PEDIDO ESCRITO 1 ->
Que rótulos recebem os invisíveis sociais quando se tornam visíveis, segundo o texto sobre invisibilidade social? Liste todos.
PEDIDO ESCRITO 2 ->
Continue o texto sobre invisibilidade social a partir da última frase apresentada.

TRECHO DO DOCUMENTO ->
····················

Da invisibilidade social ao direito de existir

Solange Massari*
EBC

São Paulo – Pessoas em situação de rua na Praça da Sé, região central.(Rovena Rosa/Agência Brasil)

Falar da invisibilidade social é falar da neurose de um setor da sociedade que busca mecanismos para discriminar pessoas até que fiquem invisíveis para a sociedade. Seja por meio dos preconceitos estéticos, pela cultura, pelo meio que buscam sobreviver ou por onde residem. São tratadas como seres imperceptíveis, mesmo que sua existência seja de grande valia econômica, ambiental e social.

Quem nunca cruzou com pessoas simplesmente vagando pelas ruas sem rumo? Ou de manhã, indo para o trabalho e num rápido olhar, depara-se com dezenas de pessoas num pequeno espaço recolhendo cobertores e alguns pertences? Ou com homens puxando carroças com material reciclado e seus cães ao lado?

Esses são os invisíveis sociais, que para muitos não são vistos e para outros apenas atrapalham ou sujam a paisagem.

O sofrimento na invisibilidade social é cruel. O frio intenso das noites geladas nas calçadas, o calor sufocante nas praças, a fome que bate cedo todos os dias, o corpo que clama por um banho quente, o olhar procurando apenas um sorriso. Tudo tão simples e normal para uma grande parcela da sociedade, e contraditoriamente sofrível para uma população de mais de 100 mil pessoas em todo Brasil, segundo pesquisa publicada pelo Instituto de Pesquisa Econômica Aplicada – Ipea, com base em dados de 2015. Os invisíveis sociais permanecem num lugar dentro da sociedade que os privam de tudo, colocando-os em situação de vulnerabilidade, haja vista a fragilidade e a incapacidade de se defenderem das adversidades do cotidiano. Quando o fazem, são rotulados de “marginais”, “bandidos”, “alcoólatras”, “vagabundos”, “sujos e fedorentos”, ou seja, ao tornarem–se visíveis, suas vidas são transformadas em pessoas selvagens e sem condições de viver e conviver em sociedade, a mesma que os empurra para essa situação.

A vida de um ser social invisível vale quanto? Para muitos, não há valor algum, nem quando vivem e nem quando morrem. Matar uma pessoa nessa situação geralmente remete a segunda morte. A morte da sua humanidade. Sempre há uma desculpa moral para legitimar a morte.

Quem não se lembra do índio Galdino? Em 20 de abril de 1997, cinco jovens de classe média atearam fogo no cacique do povo pataxó-hã-hã-hãe, que dormia no banco da parada de ônibus da 704 Sul. A justificativa pelo assassinato foi a frase “pensávamos que era um mendigo”. Pergunto: e se fosse, então não haveria problemas?

Em Maio deste ano, uma jovem foi morta na Região da Luz, conhecida como “Cracolândia”, com um tiro na boca, e tombou às 14h30 do dia 09 de Maio de 2019. Dois dias depois, foi morta moralmente quando um jornal a colocou como sendo chefe de uma facção criminosa. Que alivio, muitos pensam, uma a menos. Assim como em Santo André, Sebastião, um humildade carroceiro, teve seu corpo caído no chão após ser assassinado a tiros, no dia 11 de maio de 2019. Seu algoz? Um empresário que chega em uma Mercedes e se dá o direito de ceifar essa vida.

····················

DADOS LISTADOS ->
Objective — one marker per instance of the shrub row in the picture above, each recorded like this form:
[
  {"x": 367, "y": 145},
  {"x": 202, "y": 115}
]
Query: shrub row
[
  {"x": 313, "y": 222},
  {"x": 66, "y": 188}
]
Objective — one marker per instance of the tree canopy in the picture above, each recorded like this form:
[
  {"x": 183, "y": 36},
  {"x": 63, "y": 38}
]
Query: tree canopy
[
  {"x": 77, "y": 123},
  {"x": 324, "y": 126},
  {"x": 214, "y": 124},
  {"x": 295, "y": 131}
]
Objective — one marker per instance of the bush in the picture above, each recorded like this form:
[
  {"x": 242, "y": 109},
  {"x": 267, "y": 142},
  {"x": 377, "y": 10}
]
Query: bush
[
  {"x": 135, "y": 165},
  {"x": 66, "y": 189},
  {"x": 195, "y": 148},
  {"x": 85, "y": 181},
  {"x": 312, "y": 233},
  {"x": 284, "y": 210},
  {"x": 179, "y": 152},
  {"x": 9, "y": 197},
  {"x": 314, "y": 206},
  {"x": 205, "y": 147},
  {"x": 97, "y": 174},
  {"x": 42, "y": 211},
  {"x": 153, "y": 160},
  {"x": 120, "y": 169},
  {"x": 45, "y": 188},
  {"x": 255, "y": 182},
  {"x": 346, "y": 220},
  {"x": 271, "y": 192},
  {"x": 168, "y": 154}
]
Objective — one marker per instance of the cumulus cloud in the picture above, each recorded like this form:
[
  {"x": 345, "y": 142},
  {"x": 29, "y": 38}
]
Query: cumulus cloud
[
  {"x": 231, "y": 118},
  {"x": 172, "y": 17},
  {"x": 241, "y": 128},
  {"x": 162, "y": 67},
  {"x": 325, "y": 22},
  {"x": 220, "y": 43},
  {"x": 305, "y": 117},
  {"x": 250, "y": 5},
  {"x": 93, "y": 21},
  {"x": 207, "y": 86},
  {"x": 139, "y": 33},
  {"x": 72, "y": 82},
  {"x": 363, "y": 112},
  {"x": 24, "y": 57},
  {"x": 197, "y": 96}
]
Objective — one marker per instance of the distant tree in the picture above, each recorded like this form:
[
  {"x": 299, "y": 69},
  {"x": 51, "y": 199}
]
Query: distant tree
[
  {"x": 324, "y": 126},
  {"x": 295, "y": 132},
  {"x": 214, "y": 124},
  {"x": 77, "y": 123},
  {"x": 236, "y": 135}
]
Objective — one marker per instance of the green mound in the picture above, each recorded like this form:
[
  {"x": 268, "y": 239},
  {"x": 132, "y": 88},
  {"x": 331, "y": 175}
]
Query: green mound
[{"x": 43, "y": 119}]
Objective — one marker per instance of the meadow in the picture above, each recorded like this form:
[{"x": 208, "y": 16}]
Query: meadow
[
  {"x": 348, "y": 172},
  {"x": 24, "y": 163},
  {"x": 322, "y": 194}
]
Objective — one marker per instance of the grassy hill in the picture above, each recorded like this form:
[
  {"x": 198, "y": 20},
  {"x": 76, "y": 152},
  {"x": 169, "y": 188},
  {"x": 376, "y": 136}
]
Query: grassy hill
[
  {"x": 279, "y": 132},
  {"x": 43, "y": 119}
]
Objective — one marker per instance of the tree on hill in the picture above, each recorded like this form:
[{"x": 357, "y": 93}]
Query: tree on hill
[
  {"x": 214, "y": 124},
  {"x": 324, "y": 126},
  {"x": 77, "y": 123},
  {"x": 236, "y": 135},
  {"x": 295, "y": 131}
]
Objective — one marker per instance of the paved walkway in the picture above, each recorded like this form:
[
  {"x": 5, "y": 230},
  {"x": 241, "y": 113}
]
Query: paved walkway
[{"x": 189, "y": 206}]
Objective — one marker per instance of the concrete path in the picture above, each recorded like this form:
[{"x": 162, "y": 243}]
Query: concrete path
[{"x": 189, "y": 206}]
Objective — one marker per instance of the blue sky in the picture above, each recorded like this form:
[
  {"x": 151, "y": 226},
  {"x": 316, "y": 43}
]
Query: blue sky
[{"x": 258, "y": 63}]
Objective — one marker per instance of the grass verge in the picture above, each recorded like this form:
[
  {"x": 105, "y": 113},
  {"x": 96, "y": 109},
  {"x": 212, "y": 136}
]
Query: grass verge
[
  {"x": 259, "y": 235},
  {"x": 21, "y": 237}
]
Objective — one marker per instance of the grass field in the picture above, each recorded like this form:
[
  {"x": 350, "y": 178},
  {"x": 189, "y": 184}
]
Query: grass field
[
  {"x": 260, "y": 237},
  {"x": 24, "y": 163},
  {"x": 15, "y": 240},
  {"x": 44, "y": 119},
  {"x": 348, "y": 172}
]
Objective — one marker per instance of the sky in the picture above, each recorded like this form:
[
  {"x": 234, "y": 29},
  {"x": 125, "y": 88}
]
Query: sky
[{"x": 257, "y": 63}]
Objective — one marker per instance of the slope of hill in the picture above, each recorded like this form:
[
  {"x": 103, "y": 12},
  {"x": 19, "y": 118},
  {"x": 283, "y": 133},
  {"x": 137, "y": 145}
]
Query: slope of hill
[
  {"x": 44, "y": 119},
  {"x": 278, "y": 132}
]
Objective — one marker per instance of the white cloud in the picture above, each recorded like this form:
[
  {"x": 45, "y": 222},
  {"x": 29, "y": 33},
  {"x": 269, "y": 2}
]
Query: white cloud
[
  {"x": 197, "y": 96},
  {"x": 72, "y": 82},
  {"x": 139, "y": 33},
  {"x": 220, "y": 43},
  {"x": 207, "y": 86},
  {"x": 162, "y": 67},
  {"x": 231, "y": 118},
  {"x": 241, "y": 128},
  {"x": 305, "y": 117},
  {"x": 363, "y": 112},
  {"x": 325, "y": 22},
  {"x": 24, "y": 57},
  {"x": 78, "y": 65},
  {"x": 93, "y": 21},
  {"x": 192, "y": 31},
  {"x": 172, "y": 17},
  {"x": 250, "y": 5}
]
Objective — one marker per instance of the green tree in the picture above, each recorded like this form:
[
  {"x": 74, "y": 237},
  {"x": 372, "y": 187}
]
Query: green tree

····················

RESULTADO DO EXERCÍCIO 1 ->
- "marginais"
- "bandidos"
- "alcoólatras"
- "vagabundos"
- "sujos e fedorentos"

RESULTADO DO EXERCÍCIO 2 ->
É uma triste realidade, porém quando há uma normalização e uma falta de indignação por parte da sociedade a desigualdade social se faz presente.

Se observamos atentamente no nosso caminhar cotidiano, se nos despirmos por alguns minutos dos celulares, veremos um contingente enorme de pessoas perambulando pelas ruas, sem rumo, sem projetos de vida, sem perspectivas, apenas esperando uma mísera esmola de alguém que o faz de maneira muitas vezes automática, sem olhar nos olhos, sem desejar uma boa alimentação ou boa sorte. O estigma social é forte contra essa massa populacional, por isso mantê-los na invisibilidade é confortante para muitos.

No entanto, há uma parcela da sociedade que os enxergam para além dos corpos maltrapilhos, e tem como proposta compreender a representação deste ser invisível na organização social capitalista, que visa isentar a sociedade da produção e da reprodução da desigualdade social.

Essa parcela da sociedade que faz a leitura social e, a partir dela, compreende a questão social no seu âmago, são os que se colocam como Defensores dos Direitos Humanos, buscando não fragmentar as estratégias de enfrentamento e, tampouco, combater a pobreza por intermédio da repressão policial, mas possibilitar meios que os tornem visíveis, que tenham voz e, mesmo após sua morte, sua memória seja preservada sem falso moralismo. O direito de existir é um Direito Humano. Quando uma criança cresce num meio hostil e sem acesso e torna-se um adulto sem direito à moradia, escola, saúde, lazer cultura, é possível afirmar que somos responsáveis por essa situação e que a omissão do Estado os tornou órfãos.

Destarte, é preciso que mudanças estruturais sejam efetivadas de fato e que os invisíveis deixem essa condição, além de que a sociedade compreenda o significado real do que são os Direitos Humanos, pois são para todos os humanos.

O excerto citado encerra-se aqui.